Directions for this task
Copy out all of the material below word for word, but leave out the pictures.
··· Records to process ···
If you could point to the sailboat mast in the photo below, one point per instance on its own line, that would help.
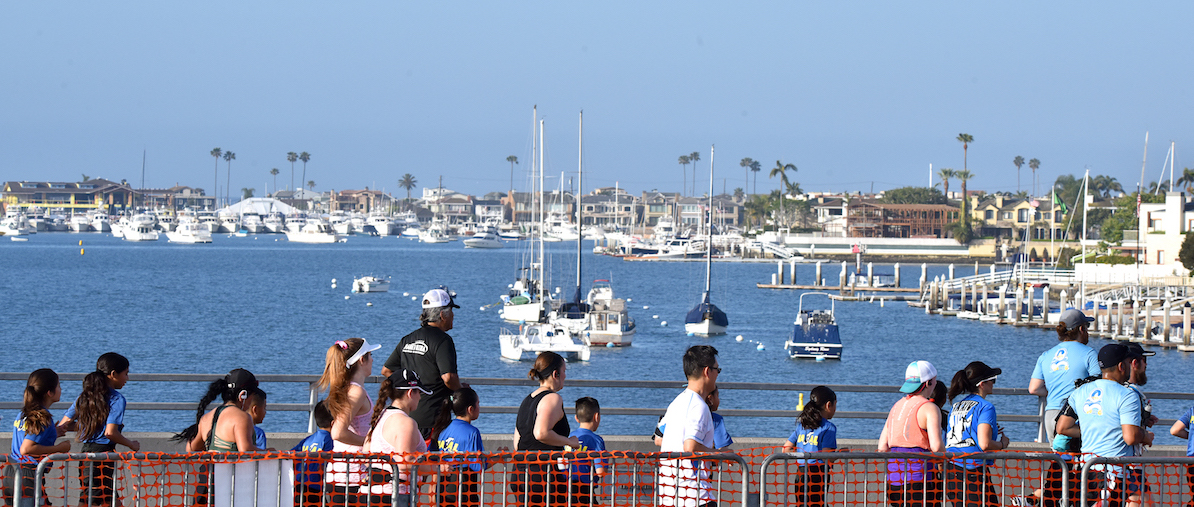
(708, 246)
(580, 233)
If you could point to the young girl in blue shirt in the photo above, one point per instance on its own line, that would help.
(814, 433)
(34, 432)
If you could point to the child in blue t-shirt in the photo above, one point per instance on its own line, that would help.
(308, 473)
(814, 433)
(1182, 430)
(462, 483)
(34, 432)
(586, 473)
(99, 425)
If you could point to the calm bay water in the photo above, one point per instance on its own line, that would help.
(268, 305)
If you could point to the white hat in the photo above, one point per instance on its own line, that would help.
(437, 298)
(365, 347)
(917, 373)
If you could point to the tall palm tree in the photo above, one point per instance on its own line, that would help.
(964, 175)
(215, 183)
(965, 138)
(228, 158)
(407, 183)
(1034, 165)
(1019, 161)
(946, 173)
(305, 156)
(683, 161)
(291, 156)
(755, 167)
(512, 160)
(745, 165)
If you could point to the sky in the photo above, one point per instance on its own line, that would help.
(857, 96)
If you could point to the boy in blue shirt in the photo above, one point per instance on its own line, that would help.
(586, 473)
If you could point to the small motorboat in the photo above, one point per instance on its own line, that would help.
(814, 334)
(370, 284)
(537, 338)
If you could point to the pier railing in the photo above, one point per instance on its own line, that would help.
(307, 382)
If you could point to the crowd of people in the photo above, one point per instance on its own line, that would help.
(1094, 407)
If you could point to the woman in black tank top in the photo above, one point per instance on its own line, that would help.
(542, 426)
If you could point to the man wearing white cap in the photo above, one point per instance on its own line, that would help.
(431, 353)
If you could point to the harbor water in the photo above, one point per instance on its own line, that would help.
(262, 303)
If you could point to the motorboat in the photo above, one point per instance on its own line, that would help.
(484, 240)
(814, 334)
(315, 232)
(370, 284)
(535, 338)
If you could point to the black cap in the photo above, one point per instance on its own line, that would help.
(1114, 353)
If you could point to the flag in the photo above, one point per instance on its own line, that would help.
(1059, 204)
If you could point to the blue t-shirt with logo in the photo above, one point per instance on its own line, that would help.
(814, 440)
(462, 437)
(582, 469)
(1063, 364)
(1103, 407)
(116, 403)
(1188, 421)
(965, 418)
(47, 437)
···
Correct result
If you could point to the sailboat mast in the photo below, one point per instance on its own line, that would help.
(708, 246)
(580, 233)
If you could point to the young girl in blue shirt in the photo above, one point per instance on its own line, that would help.
(814, 433)
(34, 432)
If you could point to the child in blue t-shirt in the photo above, one point per instance on its own line, that would help.
(308, 473)
(814, 433)
(1182, 430)
(462, 483)
(34, 432)
(586, 473)
(99, 425)
If you could point to the calm bay water in the photo above, one point per instance on its own line, that would help.
(268, 305)
If you could point to the white hat in the photo above, one point per instance on its own line, that would help.
(437, 298)
(365, 347)
(917, 373)
If you could point to the tall palm tree in the photo above, one point per instance on its own line, that would help.
(964, 175)
(215, 183)
(965, 138)
(228, 158)
(407, 183)
(1034, 165)
(1019, 161)
(946, 173)
(305, 156)
(683, 161)
(291, 156)
(755, 167)
(512, 160)
(745, 165)
If you could point to the sky in the photo above, one point per instance on its own line, that would help.
(857, 96)
If you could point to the boy in blue shirt in the photo above, one point per instance on its own line, that would help.
(586, 473)
If you could point to the small motorboat in the photo above, one point per instance on its own line, that would help.
(814, 334)
(370, 284)
(537, 338)
If you could point to the pier railing in the photo above, one point per instance on its own line, that would help.
(307, 382)
If you could point to the crowd of people in the photo above, one point per instance on its own line, that would help.
(1094, 407)
If you could point to the woman in black tank top in the photo above, one point per instance on its own line, that would help.
(542, 426)
If you could point to the man wearing white cap in the photo above, one point per instance on its own line, that would help.
(431, 353)
If you could point to the harbor water in the photo above, one point per instance on its own line, that would help.
(262, 303)
If you could point to the motorboat in the photo above, one point per instance on its own line, that would help.
(484, 240)
(814, 334)
(315, 232)
(370, 284)
(535, 338)
If you could point to the black cap in the photo above, one point per instance on its own line, that would help.
(1114, 353)
If you could point to the flag in the photo above, one point per instance on its own line, that would help.
(1059, 204)
If you could point to the blue t-shirt with logo in the photo above, one point per instance on its own line, that would help.
(814, 440)
(462, 437)
(582, 469)
(1063, 364)
(1103, 407)
(116, 403)
(1188, 421)
(965, 418)
(47, 437)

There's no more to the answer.